__Tasks to perform__
**1)** In the write-tree sparse index email, how much do the `p2000` tests reduce execution time for 'git write-tree' with a sparse index?
**2)** Edit the write-tree sparse index email, starting with "All of lore.kernel.org" and going on through "a full one.", so that "in memory" becomes "in RAM".
**3)** Pick up the write-tree sparse index email after its last line and keep writing.

All of lore.kernel.org
 help / color / mirror / Atom feed
From: Victoria Dye <vdye@github.com>
To: Shuqi Liang <cheskaqiqi@gmail.com>, git@vger.kernel.org
Cc: gitster@pobox.com, derrickstolee@github.com
Subject: Re: [PATCH v2] write-tree: integrate with sparse index
Date: Wed, 5 Apr 2023 10:31:36 -0700	[thread overview]
Message-ID: <9d0309bd-943c-dd51-97cf-59721eda78f7@github.com> (raw)
In-Reply-To: <20230404003539.1578245-1-cheskaqiqi@gmail.com>

Shuqi Liang wrote:
> Update 'git write-tree' to allow using the sparse-index in memory
> without expanding to a full one.
> 
> The recursive algorithm for update_one() was already updated in 2de37c5
> (cache-tree: integrate with sparse directory entries, 2021-03-03) to
> handle sparse directory entries in the index. Hence we can just set the
> requires-full-index to false for "write-tree".
> 
> The `p2000` tests demonstrate a ~96% execution time reduction for 'git
> write-tree' using a sparse index:
> 
> Test                                           before  after
> -----------------------------------------------------------------
> 2000.78: git write-tree (full-v3)              0.34    0.33 -2.9%
> 2000.79: git write-tree (full-v4)              0.32    0.30 -6.3%
> 2000.80: git write-tree (sparse-v3)            0.47    0.02 -95.8%
> 2000.81: git write-tree (sparse-v4)            0.45    0.02 -95.6%
> 
> Signed-off-by: Shuqi Liang <cheskaqiqi@gmail.com>
> ---
> 
> * change the position of "settings.command_requires_full_index = 0"

__Supplied entries__
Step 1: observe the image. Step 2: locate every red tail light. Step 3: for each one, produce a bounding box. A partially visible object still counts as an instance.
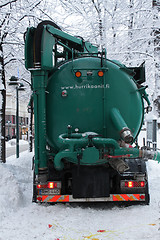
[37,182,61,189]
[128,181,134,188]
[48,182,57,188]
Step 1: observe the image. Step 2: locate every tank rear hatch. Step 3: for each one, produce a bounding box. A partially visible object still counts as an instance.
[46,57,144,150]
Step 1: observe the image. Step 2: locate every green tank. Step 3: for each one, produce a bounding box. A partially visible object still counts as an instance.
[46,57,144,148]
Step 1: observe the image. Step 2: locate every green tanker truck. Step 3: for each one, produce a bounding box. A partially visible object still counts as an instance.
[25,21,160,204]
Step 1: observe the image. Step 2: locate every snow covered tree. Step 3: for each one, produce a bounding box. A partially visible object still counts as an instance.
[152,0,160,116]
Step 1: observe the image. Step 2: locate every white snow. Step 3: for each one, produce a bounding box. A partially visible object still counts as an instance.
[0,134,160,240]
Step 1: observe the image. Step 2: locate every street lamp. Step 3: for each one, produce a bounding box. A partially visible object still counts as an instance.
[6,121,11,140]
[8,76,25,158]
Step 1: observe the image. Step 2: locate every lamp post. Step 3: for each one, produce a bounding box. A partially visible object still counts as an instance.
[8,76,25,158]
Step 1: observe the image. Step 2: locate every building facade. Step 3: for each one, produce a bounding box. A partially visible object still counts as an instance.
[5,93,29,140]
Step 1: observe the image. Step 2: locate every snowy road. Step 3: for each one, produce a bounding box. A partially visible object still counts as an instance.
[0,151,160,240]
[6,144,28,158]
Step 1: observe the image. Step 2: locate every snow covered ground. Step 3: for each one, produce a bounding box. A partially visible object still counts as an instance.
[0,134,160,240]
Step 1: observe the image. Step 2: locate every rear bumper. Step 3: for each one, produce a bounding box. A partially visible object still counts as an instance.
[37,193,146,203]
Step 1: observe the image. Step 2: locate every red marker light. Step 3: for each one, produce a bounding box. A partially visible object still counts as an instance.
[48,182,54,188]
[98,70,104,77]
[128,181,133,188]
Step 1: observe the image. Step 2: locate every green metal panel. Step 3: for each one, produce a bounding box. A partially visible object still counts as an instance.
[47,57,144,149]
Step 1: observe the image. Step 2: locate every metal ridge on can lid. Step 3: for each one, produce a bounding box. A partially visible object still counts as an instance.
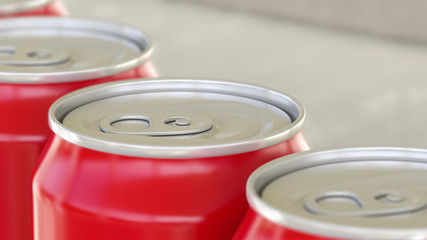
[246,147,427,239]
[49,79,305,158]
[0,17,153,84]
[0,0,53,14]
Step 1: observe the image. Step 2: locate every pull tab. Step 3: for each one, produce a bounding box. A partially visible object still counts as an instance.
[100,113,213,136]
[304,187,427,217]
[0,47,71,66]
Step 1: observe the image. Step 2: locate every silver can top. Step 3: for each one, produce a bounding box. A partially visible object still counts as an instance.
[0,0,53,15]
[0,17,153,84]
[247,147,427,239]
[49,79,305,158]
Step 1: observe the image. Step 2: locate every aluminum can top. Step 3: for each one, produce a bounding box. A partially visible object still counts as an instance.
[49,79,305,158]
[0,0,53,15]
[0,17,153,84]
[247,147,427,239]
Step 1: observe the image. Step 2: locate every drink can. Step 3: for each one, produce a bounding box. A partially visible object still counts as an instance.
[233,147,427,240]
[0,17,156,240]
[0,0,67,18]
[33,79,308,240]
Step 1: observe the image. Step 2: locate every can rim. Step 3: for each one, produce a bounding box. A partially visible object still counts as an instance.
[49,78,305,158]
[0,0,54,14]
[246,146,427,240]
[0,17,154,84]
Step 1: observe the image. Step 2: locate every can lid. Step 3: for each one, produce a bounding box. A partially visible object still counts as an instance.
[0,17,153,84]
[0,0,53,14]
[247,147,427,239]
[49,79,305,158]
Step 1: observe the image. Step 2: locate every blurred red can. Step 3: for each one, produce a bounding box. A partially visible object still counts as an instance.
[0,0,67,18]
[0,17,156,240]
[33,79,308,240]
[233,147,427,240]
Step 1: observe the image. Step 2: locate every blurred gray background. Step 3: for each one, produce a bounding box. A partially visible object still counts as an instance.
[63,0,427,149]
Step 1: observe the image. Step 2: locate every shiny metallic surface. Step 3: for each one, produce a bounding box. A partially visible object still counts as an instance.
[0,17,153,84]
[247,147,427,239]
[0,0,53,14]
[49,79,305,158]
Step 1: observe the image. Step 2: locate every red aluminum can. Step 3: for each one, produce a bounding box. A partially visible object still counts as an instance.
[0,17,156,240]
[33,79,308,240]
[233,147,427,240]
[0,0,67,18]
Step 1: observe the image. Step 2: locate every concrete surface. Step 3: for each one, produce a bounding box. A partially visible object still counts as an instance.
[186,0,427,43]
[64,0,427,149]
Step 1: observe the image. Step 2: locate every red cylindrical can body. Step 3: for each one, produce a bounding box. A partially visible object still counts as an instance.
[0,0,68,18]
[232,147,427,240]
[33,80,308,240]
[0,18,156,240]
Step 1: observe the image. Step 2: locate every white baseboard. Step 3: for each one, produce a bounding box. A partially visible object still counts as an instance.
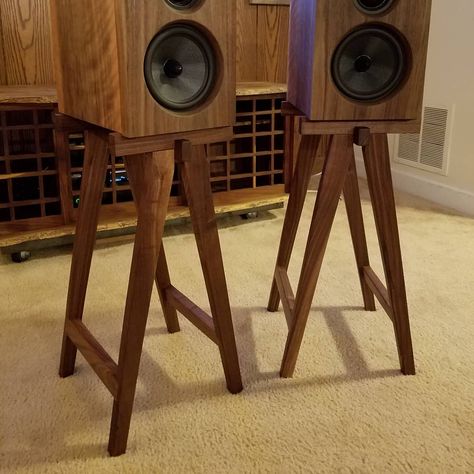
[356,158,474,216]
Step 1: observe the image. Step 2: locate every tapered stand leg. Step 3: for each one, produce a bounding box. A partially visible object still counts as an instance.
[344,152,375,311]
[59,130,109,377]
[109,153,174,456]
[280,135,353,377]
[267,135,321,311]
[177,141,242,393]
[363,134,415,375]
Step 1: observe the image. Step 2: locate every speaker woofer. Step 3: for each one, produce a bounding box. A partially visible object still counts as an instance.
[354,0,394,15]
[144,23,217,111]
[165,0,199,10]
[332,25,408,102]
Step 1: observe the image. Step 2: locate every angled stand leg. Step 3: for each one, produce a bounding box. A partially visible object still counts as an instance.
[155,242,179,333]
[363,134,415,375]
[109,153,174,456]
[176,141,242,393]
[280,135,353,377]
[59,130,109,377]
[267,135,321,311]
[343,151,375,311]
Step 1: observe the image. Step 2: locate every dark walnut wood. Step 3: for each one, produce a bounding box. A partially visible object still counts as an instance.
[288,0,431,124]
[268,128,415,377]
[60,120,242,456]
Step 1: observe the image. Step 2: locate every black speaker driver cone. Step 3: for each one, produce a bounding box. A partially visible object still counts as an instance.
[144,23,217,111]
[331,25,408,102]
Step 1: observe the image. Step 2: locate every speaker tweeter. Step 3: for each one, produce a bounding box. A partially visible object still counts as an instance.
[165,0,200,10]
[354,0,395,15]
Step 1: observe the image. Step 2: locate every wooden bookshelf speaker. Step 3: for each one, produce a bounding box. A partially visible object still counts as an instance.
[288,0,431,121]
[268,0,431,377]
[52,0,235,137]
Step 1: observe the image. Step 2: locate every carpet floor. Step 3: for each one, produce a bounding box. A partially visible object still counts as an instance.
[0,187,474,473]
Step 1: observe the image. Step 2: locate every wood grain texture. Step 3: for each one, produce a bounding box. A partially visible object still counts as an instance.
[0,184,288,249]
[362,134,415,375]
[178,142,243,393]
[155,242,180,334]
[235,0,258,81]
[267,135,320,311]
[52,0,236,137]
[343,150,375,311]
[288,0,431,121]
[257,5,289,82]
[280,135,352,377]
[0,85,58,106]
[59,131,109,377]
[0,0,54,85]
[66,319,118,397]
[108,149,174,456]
==
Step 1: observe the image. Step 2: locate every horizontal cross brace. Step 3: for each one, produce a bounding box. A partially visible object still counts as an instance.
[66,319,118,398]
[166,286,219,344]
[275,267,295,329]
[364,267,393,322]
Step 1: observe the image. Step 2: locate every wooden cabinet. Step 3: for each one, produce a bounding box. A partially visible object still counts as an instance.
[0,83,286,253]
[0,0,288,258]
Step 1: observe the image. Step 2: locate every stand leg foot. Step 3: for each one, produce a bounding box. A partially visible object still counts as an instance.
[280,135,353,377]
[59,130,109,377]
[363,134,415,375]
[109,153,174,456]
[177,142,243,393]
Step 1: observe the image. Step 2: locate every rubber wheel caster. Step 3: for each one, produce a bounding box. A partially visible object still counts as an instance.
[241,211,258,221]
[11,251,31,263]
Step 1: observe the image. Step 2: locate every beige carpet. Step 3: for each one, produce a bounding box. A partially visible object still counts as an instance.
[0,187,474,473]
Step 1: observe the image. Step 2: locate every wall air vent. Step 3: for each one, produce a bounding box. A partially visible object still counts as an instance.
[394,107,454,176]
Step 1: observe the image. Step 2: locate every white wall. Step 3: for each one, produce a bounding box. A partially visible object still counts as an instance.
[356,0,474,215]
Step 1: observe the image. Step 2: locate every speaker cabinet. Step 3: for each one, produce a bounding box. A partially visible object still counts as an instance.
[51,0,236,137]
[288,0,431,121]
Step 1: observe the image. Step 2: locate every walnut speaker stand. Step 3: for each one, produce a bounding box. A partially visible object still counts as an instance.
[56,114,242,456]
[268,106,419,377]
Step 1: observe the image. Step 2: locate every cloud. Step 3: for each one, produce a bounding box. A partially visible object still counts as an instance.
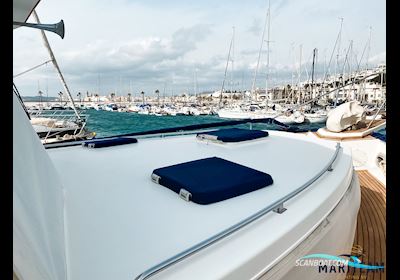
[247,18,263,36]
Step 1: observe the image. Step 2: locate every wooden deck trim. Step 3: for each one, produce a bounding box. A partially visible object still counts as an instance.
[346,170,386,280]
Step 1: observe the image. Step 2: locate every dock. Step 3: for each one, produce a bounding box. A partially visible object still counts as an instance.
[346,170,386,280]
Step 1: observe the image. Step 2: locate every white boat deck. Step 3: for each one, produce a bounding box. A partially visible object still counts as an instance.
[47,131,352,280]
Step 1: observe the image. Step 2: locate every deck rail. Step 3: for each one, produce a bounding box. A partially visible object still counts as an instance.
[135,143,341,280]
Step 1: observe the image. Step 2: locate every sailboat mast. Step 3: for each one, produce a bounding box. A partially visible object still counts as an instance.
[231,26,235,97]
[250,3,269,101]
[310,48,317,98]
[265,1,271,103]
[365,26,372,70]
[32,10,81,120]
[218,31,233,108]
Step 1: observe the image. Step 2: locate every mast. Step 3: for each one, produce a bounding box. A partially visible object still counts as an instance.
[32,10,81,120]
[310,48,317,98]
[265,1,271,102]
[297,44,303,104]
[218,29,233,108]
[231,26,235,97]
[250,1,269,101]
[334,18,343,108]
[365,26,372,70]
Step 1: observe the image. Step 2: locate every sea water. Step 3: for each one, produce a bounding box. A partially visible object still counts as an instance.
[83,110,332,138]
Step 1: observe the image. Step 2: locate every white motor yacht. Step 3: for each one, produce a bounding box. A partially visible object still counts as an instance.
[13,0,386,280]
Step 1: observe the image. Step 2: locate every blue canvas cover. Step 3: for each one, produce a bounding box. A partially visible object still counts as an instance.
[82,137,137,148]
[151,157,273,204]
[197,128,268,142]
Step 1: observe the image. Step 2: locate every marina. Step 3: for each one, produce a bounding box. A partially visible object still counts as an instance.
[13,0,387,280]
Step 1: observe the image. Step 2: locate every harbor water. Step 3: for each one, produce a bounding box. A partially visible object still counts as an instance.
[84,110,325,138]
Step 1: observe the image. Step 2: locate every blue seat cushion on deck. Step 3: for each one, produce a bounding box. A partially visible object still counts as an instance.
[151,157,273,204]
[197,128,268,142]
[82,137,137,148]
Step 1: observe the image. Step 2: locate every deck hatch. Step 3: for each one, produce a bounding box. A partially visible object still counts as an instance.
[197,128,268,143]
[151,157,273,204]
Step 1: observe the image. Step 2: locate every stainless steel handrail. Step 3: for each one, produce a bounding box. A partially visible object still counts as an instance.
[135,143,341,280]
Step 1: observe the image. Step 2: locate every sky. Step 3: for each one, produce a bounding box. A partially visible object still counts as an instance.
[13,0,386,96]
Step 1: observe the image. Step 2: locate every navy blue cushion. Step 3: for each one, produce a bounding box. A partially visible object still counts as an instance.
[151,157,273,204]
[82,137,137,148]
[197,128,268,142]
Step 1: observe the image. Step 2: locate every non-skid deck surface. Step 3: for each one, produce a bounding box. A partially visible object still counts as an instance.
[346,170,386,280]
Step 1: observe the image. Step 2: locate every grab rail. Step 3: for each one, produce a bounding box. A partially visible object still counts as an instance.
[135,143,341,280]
---
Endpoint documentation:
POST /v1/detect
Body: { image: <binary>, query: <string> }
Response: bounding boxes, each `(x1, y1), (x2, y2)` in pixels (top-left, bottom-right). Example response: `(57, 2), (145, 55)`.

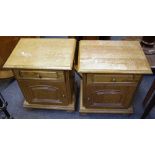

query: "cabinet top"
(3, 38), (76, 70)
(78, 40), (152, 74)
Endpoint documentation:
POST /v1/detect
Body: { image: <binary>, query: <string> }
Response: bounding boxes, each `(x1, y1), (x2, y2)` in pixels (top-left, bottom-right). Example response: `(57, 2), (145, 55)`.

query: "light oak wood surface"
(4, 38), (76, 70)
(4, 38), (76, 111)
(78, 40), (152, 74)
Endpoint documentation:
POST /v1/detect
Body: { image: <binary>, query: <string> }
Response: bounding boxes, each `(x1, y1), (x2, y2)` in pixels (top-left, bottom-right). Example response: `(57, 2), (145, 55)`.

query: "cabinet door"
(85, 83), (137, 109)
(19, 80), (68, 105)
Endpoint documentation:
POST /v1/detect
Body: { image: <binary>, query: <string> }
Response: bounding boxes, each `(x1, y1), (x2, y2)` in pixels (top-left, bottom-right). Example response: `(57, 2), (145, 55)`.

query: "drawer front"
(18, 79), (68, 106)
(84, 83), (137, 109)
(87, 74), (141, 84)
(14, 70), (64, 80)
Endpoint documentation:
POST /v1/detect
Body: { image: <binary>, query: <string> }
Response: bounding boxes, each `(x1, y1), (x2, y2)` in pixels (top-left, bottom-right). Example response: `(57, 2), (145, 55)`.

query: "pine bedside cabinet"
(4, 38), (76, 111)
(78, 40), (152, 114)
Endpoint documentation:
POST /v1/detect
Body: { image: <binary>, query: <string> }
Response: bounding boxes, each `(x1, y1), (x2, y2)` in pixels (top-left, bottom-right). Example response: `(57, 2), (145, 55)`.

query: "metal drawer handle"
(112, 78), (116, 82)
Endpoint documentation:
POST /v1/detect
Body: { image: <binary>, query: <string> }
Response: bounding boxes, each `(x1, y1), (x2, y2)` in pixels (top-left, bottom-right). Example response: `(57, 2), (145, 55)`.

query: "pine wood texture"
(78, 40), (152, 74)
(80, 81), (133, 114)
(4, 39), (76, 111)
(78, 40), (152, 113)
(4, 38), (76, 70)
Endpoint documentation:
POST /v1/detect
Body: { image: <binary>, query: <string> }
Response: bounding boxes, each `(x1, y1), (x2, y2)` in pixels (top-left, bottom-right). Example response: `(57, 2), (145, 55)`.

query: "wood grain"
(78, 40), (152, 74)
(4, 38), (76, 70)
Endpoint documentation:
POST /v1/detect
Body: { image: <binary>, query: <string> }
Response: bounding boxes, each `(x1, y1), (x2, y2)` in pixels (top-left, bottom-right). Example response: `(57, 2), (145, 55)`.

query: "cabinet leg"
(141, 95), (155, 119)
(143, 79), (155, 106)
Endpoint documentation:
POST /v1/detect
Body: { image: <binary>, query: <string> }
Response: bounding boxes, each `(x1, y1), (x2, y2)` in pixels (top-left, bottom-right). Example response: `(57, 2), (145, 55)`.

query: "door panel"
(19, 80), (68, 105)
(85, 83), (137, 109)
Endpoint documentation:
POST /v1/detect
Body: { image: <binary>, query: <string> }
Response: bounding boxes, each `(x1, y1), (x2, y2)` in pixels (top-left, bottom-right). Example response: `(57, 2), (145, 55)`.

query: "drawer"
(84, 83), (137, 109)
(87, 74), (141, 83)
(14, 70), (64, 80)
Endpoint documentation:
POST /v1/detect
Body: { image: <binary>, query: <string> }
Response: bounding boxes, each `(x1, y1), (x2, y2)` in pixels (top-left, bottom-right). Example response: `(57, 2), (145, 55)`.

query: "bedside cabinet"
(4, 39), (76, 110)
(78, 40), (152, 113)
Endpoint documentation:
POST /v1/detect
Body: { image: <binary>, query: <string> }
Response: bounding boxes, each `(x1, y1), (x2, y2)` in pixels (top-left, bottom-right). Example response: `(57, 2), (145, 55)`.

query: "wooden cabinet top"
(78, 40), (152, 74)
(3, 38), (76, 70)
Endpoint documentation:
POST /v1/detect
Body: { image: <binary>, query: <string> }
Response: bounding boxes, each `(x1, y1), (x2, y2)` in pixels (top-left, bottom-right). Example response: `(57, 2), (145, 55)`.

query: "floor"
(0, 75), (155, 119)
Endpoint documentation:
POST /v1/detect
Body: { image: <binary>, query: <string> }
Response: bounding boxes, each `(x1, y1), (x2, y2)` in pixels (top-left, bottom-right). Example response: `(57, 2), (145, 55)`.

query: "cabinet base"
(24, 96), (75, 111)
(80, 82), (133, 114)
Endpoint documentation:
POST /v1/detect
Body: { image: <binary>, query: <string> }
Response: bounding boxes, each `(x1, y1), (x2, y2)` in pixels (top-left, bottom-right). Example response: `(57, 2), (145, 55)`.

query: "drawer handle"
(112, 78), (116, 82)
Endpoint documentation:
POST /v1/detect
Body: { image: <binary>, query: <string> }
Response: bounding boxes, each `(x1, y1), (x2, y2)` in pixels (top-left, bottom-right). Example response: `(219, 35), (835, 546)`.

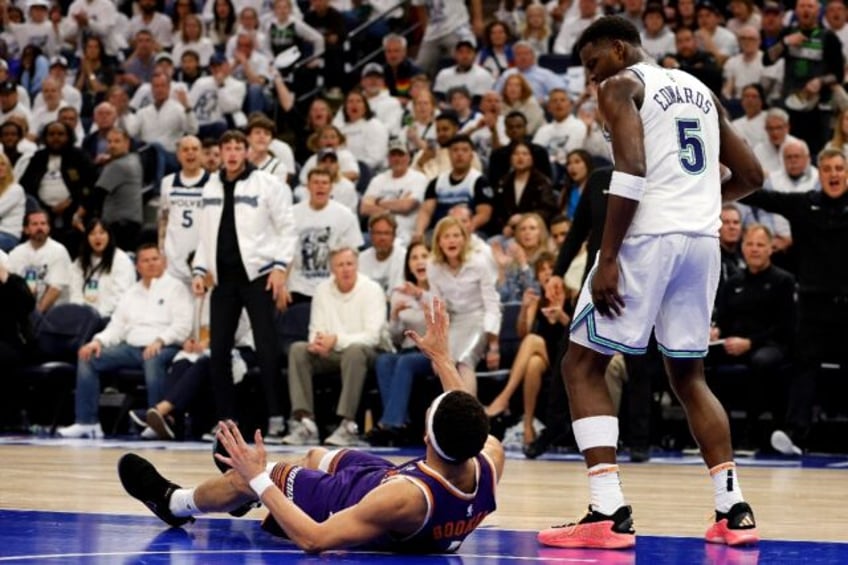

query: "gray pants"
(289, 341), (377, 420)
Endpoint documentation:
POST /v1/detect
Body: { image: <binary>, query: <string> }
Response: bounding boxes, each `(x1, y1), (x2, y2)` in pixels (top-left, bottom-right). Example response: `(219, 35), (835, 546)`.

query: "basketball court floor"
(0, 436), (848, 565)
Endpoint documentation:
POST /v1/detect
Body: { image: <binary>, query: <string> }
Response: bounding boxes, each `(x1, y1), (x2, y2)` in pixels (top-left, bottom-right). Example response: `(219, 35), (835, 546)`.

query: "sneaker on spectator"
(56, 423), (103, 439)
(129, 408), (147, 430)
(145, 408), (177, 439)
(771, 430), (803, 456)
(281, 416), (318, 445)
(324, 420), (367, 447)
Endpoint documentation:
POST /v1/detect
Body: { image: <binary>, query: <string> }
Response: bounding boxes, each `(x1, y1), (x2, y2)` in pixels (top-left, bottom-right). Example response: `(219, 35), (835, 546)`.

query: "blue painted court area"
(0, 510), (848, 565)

__Answers per task__
**1)** About 96%.

**2)**
All of lore.kernel.org
 help / color / mirror / Atom feed
From: Victoria Dye <vdye@github.com>
To: Shuqi Liang <cheskaqiqi@gmail.com>, git@vger.kernel.org
Cc: gitster@pobox.com, derrickstolee@github.com
Subject: Re: [PATCH v2] write-tree: integrate with sparse index
Date: Wed, 5 Apr 2023 10:31:36 -0700	[thread overview]
Message-ID: <9d0309bd-943c-dd51-97cf-59721eda78f7@github.com> (raw)
In-Reply-To: <20230404003539.1578245-1-cheskaqiqi@gmail.com>

Shuqi Liang wrote:
> Update 'git write-tree' to allow using the sparse-index in RAM
> without expanding to a full one.

**3)**
Could you describe why you made this change? You don't need to re-roll, but
in the future please make sure to describe the reasoning for changes like
this in these version notes if the context can't be gathered from other
discussions in the thread. 

> 
> Range-diff against v1:
> 1:  d8a9ccd0b3 ! 1:  8873c79759 write-tree: integrate with sparse index
>     @@ Commit message
>      
>       ## builtin/write-tree.c ##
>      @@ builtin/write-tree.c: int cmd_write_tree(int argc, const char **argv, const char *cmd_prefix)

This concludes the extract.